Coordinate annotation records
## START

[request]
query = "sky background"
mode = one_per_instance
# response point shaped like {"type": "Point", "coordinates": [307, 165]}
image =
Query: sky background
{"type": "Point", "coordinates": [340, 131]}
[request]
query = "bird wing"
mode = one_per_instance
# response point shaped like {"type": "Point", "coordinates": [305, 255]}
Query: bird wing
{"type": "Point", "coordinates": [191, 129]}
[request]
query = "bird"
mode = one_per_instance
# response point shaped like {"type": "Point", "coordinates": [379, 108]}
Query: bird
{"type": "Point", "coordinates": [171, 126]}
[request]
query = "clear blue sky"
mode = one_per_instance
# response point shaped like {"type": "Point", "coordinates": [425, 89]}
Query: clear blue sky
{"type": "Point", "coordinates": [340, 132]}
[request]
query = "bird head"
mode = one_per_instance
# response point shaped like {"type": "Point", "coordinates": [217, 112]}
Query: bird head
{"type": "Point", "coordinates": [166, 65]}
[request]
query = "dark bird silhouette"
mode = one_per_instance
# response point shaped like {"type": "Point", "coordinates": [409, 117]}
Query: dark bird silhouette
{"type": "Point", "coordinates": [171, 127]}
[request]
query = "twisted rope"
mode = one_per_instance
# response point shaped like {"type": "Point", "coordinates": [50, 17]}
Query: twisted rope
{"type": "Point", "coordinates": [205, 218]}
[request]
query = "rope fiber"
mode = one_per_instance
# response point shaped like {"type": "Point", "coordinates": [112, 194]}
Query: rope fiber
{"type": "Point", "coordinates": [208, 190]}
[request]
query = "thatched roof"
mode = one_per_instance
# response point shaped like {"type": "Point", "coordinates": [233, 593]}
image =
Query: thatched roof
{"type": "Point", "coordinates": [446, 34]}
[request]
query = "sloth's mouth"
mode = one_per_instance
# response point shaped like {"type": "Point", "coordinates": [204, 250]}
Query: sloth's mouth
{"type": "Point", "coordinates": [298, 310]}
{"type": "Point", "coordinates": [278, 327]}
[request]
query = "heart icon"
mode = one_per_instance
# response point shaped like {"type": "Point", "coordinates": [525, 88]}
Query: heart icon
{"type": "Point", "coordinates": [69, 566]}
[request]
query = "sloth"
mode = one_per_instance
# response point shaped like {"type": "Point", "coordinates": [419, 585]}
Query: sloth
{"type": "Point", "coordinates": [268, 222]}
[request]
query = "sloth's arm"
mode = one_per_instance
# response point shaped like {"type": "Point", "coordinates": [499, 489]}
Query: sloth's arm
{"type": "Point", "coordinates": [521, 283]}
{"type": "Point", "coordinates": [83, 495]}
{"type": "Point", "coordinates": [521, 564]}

## END

• WRITTEN PROBLEM:
From the listing above, extract all records word for word.

• RESULT FOR THIS EXERCISE:
[request]
query = "sky background"
mode = one_per_instance
# response point shaped like {"type": "Point", "coordinates": [307, 165]}
image =
Query: sky background
{"type": "Point", "coordinates": [340, 131]}
[request]
query = "bird wing"
mode = one_per_instance
# response point shaped like {"type": "Point", "coordinates": [305, 255]}
Query: bird wing
{"type": "Point", "coordinates": [191, 129]}
[request]
query = "bird"
mode = one_per_instance
# response point shaped like {"type": "Point", "coordinates": [379, 108]}
Query: bird
{"type": "Point", "coordinates": [171, 126]}
[request]
query = "clear blue sky"
mode = one_per_instance
# response point shaped like {"type": "Point", "coordinates": [425, 89]}
Query: clear blue sky
{"type": "Point", "coordinates": [340, 132]}
[request]
query = "bird head"
mode = one_per_instance
# response point shaped like {"type": "Point", "coordinates": [217, 112]}
Query: bird head
{"type": "Point", "coordinates": [166, 65]}
[request]
query = "dark bird silhouette"
mode = one_per_instance
# response point shaped like {"type": "Point", "coordinates": [409, 117]}
Query: dark bird silhouette
{"type": "Point", "coordinates": [171, 127]}
[request]
query = "twisted rope"
mode = one_per_instance
# response point shaped like {"type": "Point", "coordinates": [50, 17]}
Query: twisted rope
{"type": "Point", "coordinates": [205, 218]}
[request]
query = "rope fiber"
mode = one_per_instance
# response point shaped like {"type": "Point", "coordinates": [112, 194]}
Query: rope fiber
{"type": "Point", "coordinates": [208, 190]}
[request]
query = "thatched roof"
mode = one_per_instance
# response point shaped like {"type": "Point", "coordinates": [233, 593]}
image =
Query: thatched roof
{"type": "Point", "coordinates": [446, 34]}
[request]
query = "sloth's mouth"
mode = one_per_instance
# response point shaped like {"type": "Point", "coordinates": [204, 250]}
Query: sloth's mouth
{"type": "Point", "coordinates": [298, 310]}
{"type": "Point", "coordinates": [278, 327]}
[request]
query = "heart icon"
mode = one_per_instance
# response point shaped like {"type": "Point", "coordinates": [525, 88]}
Query: heart icon
{"type": "Point", "coordinates": [69, 566]}
[request]
query = "sloth"
mode = one_per_instance
# response point shaped like {"type": "Point", "coordinates": [419, 585]}
Query: sloth
{"type": "Point", "coordinates": [268, 222]}
[request]
query = "sloth's arm"
mode = one_per_instance
# response point shaped like {"type": "Point", "coordinates": [499, 489]}
Query: sloth's arm
{"type": "Point", "coordinates": [521, 283]}
{"type": "Point", "coordinates": [83, 495]}
{"type": "Point", "coordinates": [521, 564]}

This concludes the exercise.